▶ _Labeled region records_
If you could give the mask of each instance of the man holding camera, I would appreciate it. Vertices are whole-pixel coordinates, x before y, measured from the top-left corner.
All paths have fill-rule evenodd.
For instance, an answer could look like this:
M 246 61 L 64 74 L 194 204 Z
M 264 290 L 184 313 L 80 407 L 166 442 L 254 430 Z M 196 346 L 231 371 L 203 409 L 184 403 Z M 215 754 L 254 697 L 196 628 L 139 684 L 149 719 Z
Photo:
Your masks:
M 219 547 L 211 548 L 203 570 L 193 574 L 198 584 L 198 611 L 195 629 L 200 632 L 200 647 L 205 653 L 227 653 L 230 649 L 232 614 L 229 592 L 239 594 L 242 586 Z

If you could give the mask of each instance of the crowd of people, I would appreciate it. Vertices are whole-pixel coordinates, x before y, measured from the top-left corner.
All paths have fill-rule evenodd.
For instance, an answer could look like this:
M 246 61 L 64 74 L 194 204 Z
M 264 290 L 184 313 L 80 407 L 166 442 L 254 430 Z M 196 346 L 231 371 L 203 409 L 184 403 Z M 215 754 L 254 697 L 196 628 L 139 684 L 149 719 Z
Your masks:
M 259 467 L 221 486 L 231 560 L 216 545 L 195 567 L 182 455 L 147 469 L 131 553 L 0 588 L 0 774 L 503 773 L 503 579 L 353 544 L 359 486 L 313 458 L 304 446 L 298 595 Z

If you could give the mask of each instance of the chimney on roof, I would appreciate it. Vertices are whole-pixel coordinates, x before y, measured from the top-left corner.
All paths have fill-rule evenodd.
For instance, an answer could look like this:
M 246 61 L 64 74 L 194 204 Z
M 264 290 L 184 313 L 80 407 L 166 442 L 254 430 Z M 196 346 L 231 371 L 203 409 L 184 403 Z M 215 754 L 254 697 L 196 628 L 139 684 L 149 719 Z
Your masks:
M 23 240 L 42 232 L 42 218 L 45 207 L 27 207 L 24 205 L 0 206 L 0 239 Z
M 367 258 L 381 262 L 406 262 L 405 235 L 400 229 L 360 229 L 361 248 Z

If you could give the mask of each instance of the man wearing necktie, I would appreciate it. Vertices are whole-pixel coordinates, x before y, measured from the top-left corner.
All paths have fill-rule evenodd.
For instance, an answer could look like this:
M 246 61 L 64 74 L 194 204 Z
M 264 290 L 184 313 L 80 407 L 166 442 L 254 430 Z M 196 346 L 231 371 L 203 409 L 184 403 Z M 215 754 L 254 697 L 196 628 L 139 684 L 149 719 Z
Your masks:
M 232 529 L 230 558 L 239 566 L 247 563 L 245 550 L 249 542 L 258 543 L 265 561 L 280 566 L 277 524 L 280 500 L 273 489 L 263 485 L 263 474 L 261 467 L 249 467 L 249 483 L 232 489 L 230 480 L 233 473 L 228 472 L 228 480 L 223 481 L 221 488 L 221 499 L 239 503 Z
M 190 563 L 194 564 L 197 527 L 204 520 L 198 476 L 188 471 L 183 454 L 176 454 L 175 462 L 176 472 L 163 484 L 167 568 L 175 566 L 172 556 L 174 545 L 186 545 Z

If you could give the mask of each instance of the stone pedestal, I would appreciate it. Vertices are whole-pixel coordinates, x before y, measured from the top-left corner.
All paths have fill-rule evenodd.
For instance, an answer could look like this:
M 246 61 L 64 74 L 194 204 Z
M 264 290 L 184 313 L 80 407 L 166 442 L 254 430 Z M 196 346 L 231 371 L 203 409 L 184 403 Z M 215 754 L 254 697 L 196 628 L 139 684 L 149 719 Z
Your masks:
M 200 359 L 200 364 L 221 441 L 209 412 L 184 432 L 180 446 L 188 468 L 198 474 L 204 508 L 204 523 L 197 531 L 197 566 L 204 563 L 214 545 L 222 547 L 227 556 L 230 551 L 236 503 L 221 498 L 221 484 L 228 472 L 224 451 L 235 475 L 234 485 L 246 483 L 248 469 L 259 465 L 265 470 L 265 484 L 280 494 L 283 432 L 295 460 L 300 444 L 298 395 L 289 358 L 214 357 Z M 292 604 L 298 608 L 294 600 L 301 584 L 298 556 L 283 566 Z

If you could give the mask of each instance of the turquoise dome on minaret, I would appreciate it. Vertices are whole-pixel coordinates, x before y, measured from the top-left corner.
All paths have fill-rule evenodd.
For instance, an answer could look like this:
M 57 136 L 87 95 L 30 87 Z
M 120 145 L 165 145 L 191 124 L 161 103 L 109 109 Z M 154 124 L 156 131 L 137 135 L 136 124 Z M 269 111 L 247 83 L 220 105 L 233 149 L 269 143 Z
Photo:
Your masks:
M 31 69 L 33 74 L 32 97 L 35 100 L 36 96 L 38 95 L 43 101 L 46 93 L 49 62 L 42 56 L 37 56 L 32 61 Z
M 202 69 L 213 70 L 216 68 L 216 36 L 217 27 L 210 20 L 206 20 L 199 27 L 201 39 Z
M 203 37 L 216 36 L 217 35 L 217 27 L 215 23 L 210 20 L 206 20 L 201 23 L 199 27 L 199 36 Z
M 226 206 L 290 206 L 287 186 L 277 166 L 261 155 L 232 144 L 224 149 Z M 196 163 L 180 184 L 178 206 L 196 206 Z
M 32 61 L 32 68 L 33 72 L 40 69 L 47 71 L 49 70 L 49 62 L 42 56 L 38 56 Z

▶ _DO THIS_
Convert all of the data above into a Markdown table with two columns, Row and Line. Put each non-blank line in its own numbered row.

▶ _REPLY TO THE EXERCISE_
| Row | Line |
|---|---|
| 1 | If you could give the mask of each instance of the man holding camera, I would appreciate it. Vertices are whole-pixel coordinates, x before y, measured from the top-left corner. |
| 2 | All paths have fill-rule evenodd. |
| 3 | For instance, an answer could look like this: |
| 4 | M 246 61 L 64 74 L 194 204 Z |
| 5 | M 264 290 L 184 313 L 80 407 L 166 442 L 254 430 Z M 196 346 L 231 371 L 203 409 L 184 403 Z M 215 754 L 254 697 L 196 628 L 139 684 L 149 719 Z |
| 6 | Photo: |
| 7 | Your masks: |
| 8 | M 219 547 L 211 548 L 203 570 L 193 574 L 198 584 L 198 611 L 195 629 L 200 632 L 200 647 L 205 653 L 227 653 L 230 649 L 232 614 L 229 592 L 239 594 L 242 586 Z |
| 9 | If you could give the mask of each instance of the crowd of people, I would appreciate it. Vertices are whole-pixel coordinates, x before y, measured from the top-left corner. |
| 10 | All paths have fill-rule evenodd. |
| 11 | For instance, an answer could look like this: |
| 12 | M 246 61 L 64 74 L 194 204 Z |
| 13 | M 264 290 L 184 313 L 80 407 L 166 442 L 254 430 Z M 196 346 L 231 371 L 203 409 L 184 403 Z M 215 754 L 254 697 L 196 628 L 139 684 L 149 719 Z |
| 14 | Your masks: |
| 15 | M 259 467 L 221 486 L 231 560 L 216 545 L 195 567 L 182 455 L 147 469 L 131 553 L 0 588 L 0 774 L 503 773 L 503 579 L 353 544 L 359 486 L 313 458 L 304 446 L 298 595 Z |
| 16 | If you could give the mask of each instance of the chimney on roof, I would appreciate it. Vertices are whole-pixel coordinates, x before y, measured from the top-left corner. |
| 17 | All paths have fill-rule evenodd. |
| 18 | For instance, an answer could look like this: |
| 19 | M 246 61 L 64 74 L 194 204 Z |
| 20 | M 264 290 L 184 313 L 80 407 L 166 442 L 254 430 Z M 196 346 L 231 371 L 203 409 L 184 403 Z M 215 754 L 254 697 L 196 628 L 139 684 L 149 719 Z |
| 21 | Your masks: |
| 22 | M 23 240 L 42 232 L 42 218 L 45 207 L 27 207 L 24 205 L 0 206 L 0 239 Z |
| 23 | M 367 258 L 381 262 L 406 262 L 405 235 L 400 229 L 360 229 L 361 248 Z |
| 24 | If you could give the mask of each instance of the man wearing necktie, I would appreciate it. Vertices are whole-pixel coordinates, x before y, measured from the top-left corner. |
| 25 | All paths have fill-rule evenodd. |
| 26 | For instance, an answer could look like this: |
| 27 | M 246 61 L 64 74 L 194 204 Z |
| 28 | M 264 290 L 184 313 L 80 407 L 166 442 L 254 430 Z M 196 346 L 231 371 L 203 409 L 184 403 Z M 215 754 L 254 697 L 196 628 L 139 684 L 149 719 Z |
| 29 | Your masks: |
| 30 | M 232 529 L 230 558 L 239 566 L 247 563 L 245 550 L 249 542 L 258 543 L 265 561 L 280 566 L 277 524 L 280 500 L 273 489 L 263 485 L 263 474 L 261 467 L 249 467 L 249 483 L 232 489 L 230 480 L 233 473 L 228 472 L 228 480 L 223 481 L 221 488 L 221 499 L 239 503 Z |
| 31 | M 190 563 L 194 564 L 197 527 L 204 520 L 198 476 L 188 471 L 183 454 L 176 454 L 175 462 L 176 472 L 163 484 L 167 568 L 175 566 L 172 556 L 174 545 L 186 545 Z |
| 32 | If you could give the mask of each instance of the stone pedestal, I would appreciate it. Vertices are whole-pixel coordinates, x before y, measured from the top-left corner. |
| 33 | All paths have fill-rule evenodd. |
| 34 | For instance, an answer could look like this: |
| 35 | M 246 61 L 64 74 L 194 204 Z |
| 36 | M 264 290 L 184 313 L 80 407 L 166 442 L 254 430 Z M 196 346 L 231 371 L 203 409 L 184 403 Z M 215 754 L 254 697 L 196 628 L 139 684 L 149 719 Z |
| 37 | Your masks: |
| 38 | M 200 359 L 200 364 L 221 441 L 209 412 L 184 432 L 180 446 L 188 468 L 198 474 L 204 508 L 204 523 L 197 531 L 197 566 L 204 563 L 214 545 L 222 547 L 227 556 L 230 551 L 236 503 L 221 498 L 221 484 L 228 472 L 224 451 L 235 475 L 234 485 L 246 483 L 248 469 L 259 465 L 265 470 L 265 484 L 280 494 L 283 432 L 295 460 L 300 444 L 298 395 L 289 358 L 214 357 Z M 292 604 L 298 608 L 294 600 L 301 584 L 298 556 L 283 566 Z |
| 39 | If you could give the mask of each instance of the turquoise dome on minaret, I would appreciate it. Vertices are whole-pixel coordinates, x before y, measured from the top-left corner. |
| 40 | All paths have fill-rule evenodd. |
| 41 | For instance, an answer could look like this: |
| 42 | M 57 136 L 87 95 L 30 87 Z |
| 43 | M 120 145 L 165 145 L 191 124 L 161 103 L 109 109 Z M 154 124 L 156 131 L 137 135 L 136 124 Z M 269 111 L 247 83 L 220 105 L 233 149 L 269 143 Z |
| 44 | Photo: |
| 45 | Your masks: |
| 46 | M 31 69 L 33 74 L 32 97 L 35 100 L 36 96 L 38 95 L 43 101 L 46 93 L 49 62 L 42 56 L 37 56 L 32 61 Z |
| 47 | M 202 69 L 213 70 L 216 68 L 216 36 L 217 27 L 210 20 L 206 20 L 199 27 L 201 39 Z |
| 48 | M 203 37 L 216 36 L 217 35 L 217 27 L 215 23 L 210 20 L 206 20 L 201 23 L 199 27 L 199 36 Z |
| 49 | M 226 206 L 290 206 L 287 186 L 277 166 L 261 155 L 232 144 L 224 149 Z M 196 163 L 180 184 L 178 206 L 196 206 Z |
| 50 | M 32 61 L 32 68 L 33 72 L 40 69 L 47 71 L 49 70 L 49 62 L 42 56 L 38 56 Z |